Attualità
E il tempo crea eroi
Grande è la confusione sotto il cielo. La situazione, quindi, non è per niente eccellente. È una confusione fatta di parole, generata dalla retorica che accompagna la straordinarietà del momento che stiamo vivendo. È un tempo che crea eroi per forza, in cui spesso si confonde l’eroismo con l’umanità e il senso del dovere. Ma è anche un tempo in cui la speranza la si legge attraverso la nobiltà dei gesti e rende quasi necessaria quest’apologia dell’eroe.
Però attenzione che, dopo questa sacrosanta beatificazione di medici e operatori sanitari, per tornare a quella che amiamo definire “normalità”, c’è solo da attendere il giustizialismo di ritorno. Simile a quello che nel periodo storico che potremmo ormai definire a.c. (avanti coronavirus) denunciava ogni prescrizione medica non condivisa e invadeva d’improperi ogni pronto soccorso d’Italia, ben lontano dall’idea di descrivere come eroi medici e operatori sanitari. C’è quindi da ben sperare non di tornare a essere normali, ma di riuscire a costruire ben altra normalità. Perché, come il sociologo Marco Revelli afferma rispondendo alla domanda su cosa ci riveli il Covid-19, eravamo già malati e non lo sapevamo.

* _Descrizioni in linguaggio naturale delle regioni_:
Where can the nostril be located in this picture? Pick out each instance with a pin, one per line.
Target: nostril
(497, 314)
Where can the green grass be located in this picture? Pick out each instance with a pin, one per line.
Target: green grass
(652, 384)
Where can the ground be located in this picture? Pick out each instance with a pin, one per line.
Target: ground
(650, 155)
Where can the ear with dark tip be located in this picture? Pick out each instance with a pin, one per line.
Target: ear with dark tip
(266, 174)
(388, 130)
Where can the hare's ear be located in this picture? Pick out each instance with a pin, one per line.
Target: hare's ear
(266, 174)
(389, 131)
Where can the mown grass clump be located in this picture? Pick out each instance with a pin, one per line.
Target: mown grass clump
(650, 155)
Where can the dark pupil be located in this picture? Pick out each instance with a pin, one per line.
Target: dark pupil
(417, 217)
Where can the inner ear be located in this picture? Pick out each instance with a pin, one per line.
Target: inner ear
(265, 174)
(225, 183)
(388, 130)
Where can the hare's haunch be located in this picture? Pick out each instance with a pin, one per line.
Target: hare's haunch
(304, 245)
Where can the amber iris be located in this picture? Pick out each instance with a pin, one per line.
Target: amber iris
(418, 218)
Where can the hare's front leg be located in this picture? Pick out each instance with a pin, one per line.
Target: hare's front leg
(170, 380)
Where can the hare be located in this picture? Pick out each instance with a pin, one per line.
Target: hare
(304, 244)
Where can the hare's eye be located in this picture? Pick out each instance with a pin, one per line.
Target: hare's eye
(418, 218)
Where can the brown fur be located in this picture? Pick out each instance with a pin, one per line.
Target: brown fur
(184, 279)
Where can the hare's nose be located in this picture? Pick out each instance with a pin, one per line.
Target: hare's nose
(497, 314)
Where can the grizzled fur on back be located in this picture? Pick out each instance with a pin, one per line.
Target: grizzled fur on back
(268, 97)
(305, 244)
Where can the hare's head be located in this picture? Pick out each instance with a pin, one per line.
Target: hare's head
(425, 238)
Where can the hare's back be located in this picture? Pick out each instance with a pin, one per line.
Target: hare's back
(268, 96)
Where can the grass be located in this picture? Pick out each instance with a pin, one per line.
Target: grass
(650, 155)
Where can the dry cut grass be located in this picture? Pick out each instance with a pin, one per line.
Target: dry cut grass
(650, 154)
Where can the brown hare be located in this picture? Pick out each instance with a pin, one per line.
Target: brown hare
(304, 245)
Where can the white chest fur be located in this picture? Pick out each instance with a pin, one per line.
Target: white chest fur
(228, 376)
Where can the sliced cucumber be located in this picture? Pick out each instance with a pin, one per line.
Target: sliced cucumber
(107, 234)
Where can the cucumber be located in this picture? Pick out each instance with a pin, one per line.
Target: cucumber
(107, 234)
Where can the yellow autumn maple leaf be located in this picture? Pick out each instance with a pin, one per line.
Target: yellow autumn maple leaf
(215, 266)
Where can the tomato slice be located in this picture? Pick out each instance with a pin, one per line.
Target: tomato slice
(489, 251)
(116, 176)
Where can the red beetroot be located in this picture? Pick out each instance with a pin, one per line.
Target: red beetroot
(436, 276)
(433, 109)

* _ATTIVITÀ A_:
Riporta dall'articolo sull'eroismo ai tempi del coronavirus il passo che comincia con "Però attenzione che, dopo" e termina con "non lo sapevamo.".
* _ATTIVITÀ B_:
Continua l'articolo sull'eroismo ai tempi del coronavirus a partire dalla sua ultima frase.

* _RISULTATO A_:
Però attenzione che, dopo questa sacrosanta beatificazione di medici e operatori sanitari, per tornare a quella che amiamo definire “normalità”, c’è solo da attendere il giustizialismo di ritorno. Simile a quello che nel periodo storico che potremmo ormai definire a.c. (avanti coronavirus) denunciava ogni prescrizione medica non condivisa e invadeva d’improperi ogni pronto soccorso d’Italia, ben lontano dall’idea di descrivere come eroi medici e operatori sanitari. C’è quindi da ben sperare non di tornare a essere normali, ma di riuscire a costruire ben altra normalità. Perché, come il sociologo Marco Revelli afferma rispondendo alla domanda su cosa ci riveli il Covid-19, eravamo già malati e non lo sapevamo.

* _RISULTATO B_:
In un momento in cui le parole dovrebbero essere poche ma buone, alla comunicazione istituzionale – che si fa un po’ fatica a chiamarla così, ma tant’è – si sommano quelle uscite dalle bocche di decine di soggetti diversi, che faticano a comprendere la reale differenza tra la libertà d’espressione e il generale, e generico se non nocivo, rumore di fondo che contribuiscono a creare. Ne fanno parte esperti, espertini, espertoni, politici d’ogni levatura, medici d’ogni genere e gli immancabili laureati all’università della vita.
La comunicazione istituzionale già sappiamo che soffre di schizofrenia dicotomica frutto della spartizione di competenze, se non più spesso di visibilità, tra Governo e Regioni. E andrebbe riordinata alla luce del fatto che non è supportata da alcun piano di comunicazione strategico. Perché le contraddizioni s’inseguono e generano quella grande confusione di cui dicevo innanzi, proprio ora che sarebbe bene definire con relativa calma ciò che è opportuno dire, e quando e come farlo. Con la definitiva riscoperta del valore della verità.
Da questo punto di vista – nazionale – un organismo si è aggiunto per almeno non peggiorare la situazione: l’”Unità di monitoraggio per il contrasto della diffusione di fake news relative al Covid-19 sul web e sui social network”. Mette un po’ tristezza, a pensare che spesso a generare il cortocircuito che poi induce alla produzione di fake news sia la stessa confusione politico-istituzionale. La mette anche a vedere che solo il web è considerato fonte di fake news, affermando per negazione che la televisione e i giornali non ne producano. Quando è proprio l’ansiogeno melting pot parolaio di media, istituzioni e persone a renderlo possibile, sperdendo per strada l’autorevolezza necessaria alla comunicazione in un frangente così complicato del nostro vivere sociale.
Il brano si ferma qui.